* **What to produce**: Write the records below out in full, character for character, with no pictures.

··· Provided information

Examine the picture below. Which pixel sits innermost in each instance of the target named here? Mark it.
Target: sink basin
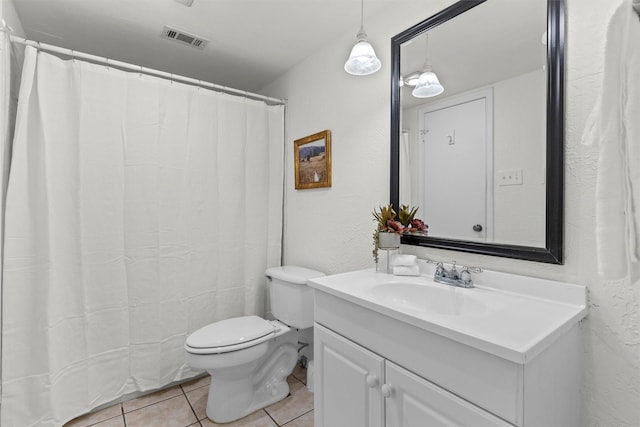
(422, 298)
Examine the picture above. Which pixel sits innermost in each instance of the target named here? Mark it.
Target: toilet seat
(231, 335)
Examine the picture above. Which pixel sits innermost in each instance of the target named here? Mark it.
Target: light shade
(363, 59)
(428, 85)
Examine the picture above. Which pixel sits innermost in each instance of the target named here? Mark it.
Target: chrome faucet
(454, 277)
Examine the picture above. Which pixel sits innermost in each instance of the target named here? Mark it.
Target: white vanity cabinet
(356, 387)
(408, 352)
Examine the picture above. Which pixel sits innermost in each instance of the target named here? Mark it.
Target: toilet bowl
(250, 358)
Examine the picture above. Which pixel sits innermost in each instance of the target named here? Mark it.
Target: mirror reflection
(473, 124)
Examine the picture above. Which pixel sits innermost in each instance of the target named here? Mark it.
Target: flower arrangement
(388, 221)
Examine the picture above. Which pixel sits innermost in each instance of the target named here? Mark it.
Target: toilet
(250, 358)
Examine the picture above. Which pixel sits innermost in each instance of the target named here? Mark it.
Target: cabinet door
(412, 401)
(347, 382)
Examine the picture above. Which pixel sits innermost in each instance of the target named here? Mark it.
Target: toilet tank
(291, 298)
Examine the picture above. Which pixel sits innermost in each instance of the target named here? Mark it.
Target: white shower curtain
(138, 210)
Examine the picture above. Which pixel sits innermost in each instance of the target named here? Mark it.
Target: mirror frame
(552, 252)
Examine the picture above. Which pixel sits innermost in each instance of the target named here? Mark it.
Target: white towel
(399, 259)
(406, 270)
(614, 125)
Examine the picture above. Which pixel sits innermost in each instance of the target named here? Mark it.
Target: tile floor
(184, 406)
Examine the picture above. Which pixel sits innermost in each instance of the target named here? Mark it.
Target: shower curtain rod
(145, 70)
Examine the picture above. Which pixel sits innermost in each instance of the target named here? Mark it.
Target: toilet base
(234, 393)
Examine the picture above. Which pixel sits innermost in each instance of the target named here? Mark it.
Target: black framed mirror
(510, 178)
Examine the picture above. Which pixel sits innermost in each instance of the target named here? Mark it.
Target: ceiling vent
(183, 37)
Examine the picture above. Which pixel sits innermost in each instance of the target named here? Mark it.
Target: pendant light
(363, 60)
(428, 83)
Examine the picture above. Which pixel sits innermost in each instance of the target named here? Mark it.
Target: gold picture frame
(312, 160)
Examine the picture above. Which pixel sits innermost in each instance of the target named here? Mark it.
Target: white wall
(8, 13)
(329, 229)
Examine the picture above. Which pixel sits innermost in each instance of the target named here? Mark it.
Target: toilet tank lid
(293, 274)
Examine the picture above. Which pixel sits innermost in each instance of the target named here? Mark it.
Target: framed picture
(312, 157)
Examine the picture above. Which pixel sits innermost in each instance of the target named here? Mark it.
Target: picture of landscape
(312, 161)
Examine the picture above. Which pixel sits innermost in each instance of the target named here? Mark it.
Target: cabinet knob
(372, 381)
(387, 390)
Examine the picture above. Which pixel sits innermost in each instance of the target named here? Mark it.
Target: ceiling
(251, 42)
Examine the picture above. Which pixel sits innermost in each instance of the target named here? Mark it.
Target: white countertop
(513, 317)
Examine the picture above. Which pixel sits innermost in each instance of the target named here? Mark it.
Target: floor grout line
(299, 416)
(190, 405)
(269, 415)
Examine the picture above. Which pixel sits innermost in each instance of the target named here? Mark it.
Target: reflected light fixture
(428, 83)
(363, 60)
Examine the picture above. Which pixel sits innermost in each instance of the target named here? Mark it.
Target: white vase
(388, 240)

······

* **Full response**:
Examine the picture below. Which pixel sits innermost in each instance of the target named here? Mark it.
Target: sink basin
(422, 298)
Examine the picture above. Which pixel sits innermost in each instance of the target named here? Mark it.
Target: toilet seat
(231, 335)
Examine the picture above. Which pixel sits innermost in each instance of the target named here? Mark it.
Target: light shade
(363, 59)
(428, 85)
Examine the picture above. Which pixel sits innermost in each instance of the target named here? Mark it.
Target: chrome faucet
(454, 277)
Examine the picture above. Which pixel sits innermost in each instance of the target named here? Mark it.
Target: white vanity cabinet
(356, 387)
(408, 352)
Examine the picture above. Which pixel sits innermost in each instance of the target named here? Mark it.
Target: toilet bowl
(250, 358)
Examine the picture above. Which pixel sits innermost in each instance of the target named here? Mark it.
Target: mirror reflection
(473, 124)
Examine the picture above. Which pixel sits innermost in each instance of the target named here? Mark it.
Target: flower arrangement
(388, 221)
Examine the picture above. Which pixel sits innermost in each instance of the target named here? Mark it.
Target: toilet
(250, 358)
Examine the picture above. Which pixel sits innermost in each instance of the target named here? Mark it.
Target: cabinet door
(412, 401)
(347, 382)
Examine the picture above. Which pixel sits innermost in each instance of the target named here? Mark it.
Target: toilet tank
(291, 298)
Examine the picture above. Which pixel sits innermost in each instance of the target named here? Mark it.
Target: white shower curtain
(138, 210)
Examine the picture above. Which pixel sits innermost in each instance of the target named here? Mark it.
Target: mirror frame
(552, 252)
Examine the picture above. Which pixel sits innermost in each instance of the target named here? Mark it.
Target: white towel
(399, 259)
(406, 270)
(614, 125)
Examine the picture above. Which pixel sits innermost in each instance of the target named here? Mark it.
Target: tile floor
(184, 406)
Examine the picture above. Which pixel sits innermost in each instance of the target named here? Mark it.
Target: shower curtain rod
(145, 70)
Examine the picture above. Which pixel sits innermost in each instance of the target named here? Mark it.
Target: toilet base
(234, 393)
Examine the picture above. Which pixel sits innermost in each instance of the target named here? Mark it.
Target: black framed mirror
(510, 178)
Examine the picture above. Which pixel sits innermost in each instance of the target named here? Mark it.
Target: ceiling vent
(183, 37)
Examine the picture above. Which pixel sits innermost in each instance of the target named here? Mark it.
Target: pendant light
(363, 60)
(428, 83)
Examine the picture above. Which pixel sits innermost in each instance of the target named here? Mark it.
Target: gold picture frame
(312, 160)
Examine the picture above. Which pixel sits innermost in each instance of the target named here? Mark it.
Target: white wall
(8, 13)
(329, 229)
Examine the picture above. Which pixel sits innermost in each instance of the target named here? Mark it.
Target: toilet tank lid
(293, 274)
Examine the picture above. Which pixel sits innermost in each instance of the target named here? Mark it.
Target: framed picture
(312, 157)
Examine the picture above. Which pixel sits innermost in each instance of the target named here? Mark it.
Target: picture of landscape
(312, 161)
Examine the picture above. Which pixel sits innermost in each instance of the target named here? Mark it.
Target: cabinet knob
(372, 381)
(387, 390)
Examine the picture above. Which pixel sits innermost in each instance of the target named here? Mark it.
Target: ceiling
(251, 42)
Examine the picture above. Which pixel sits innermost in each instance of the target named here? Mark it.
Target: white countertop
(513, 317)
Examine the picture above. Which pixel sits innermost in each instance of the target named here? Mark it.
Target: floor grout line
(299, 416)
(190, 405)
(269, 415)
Examine the picture above. Which pixel sits innermost in each instance of the target named here? Mark it.
Target: reflected light fixture
(428, 83)
(363, 60)
Examine the picture above. Which pixel sits innermost in each instance of the target named here? Mark it.
Target: white vase
(388, 240)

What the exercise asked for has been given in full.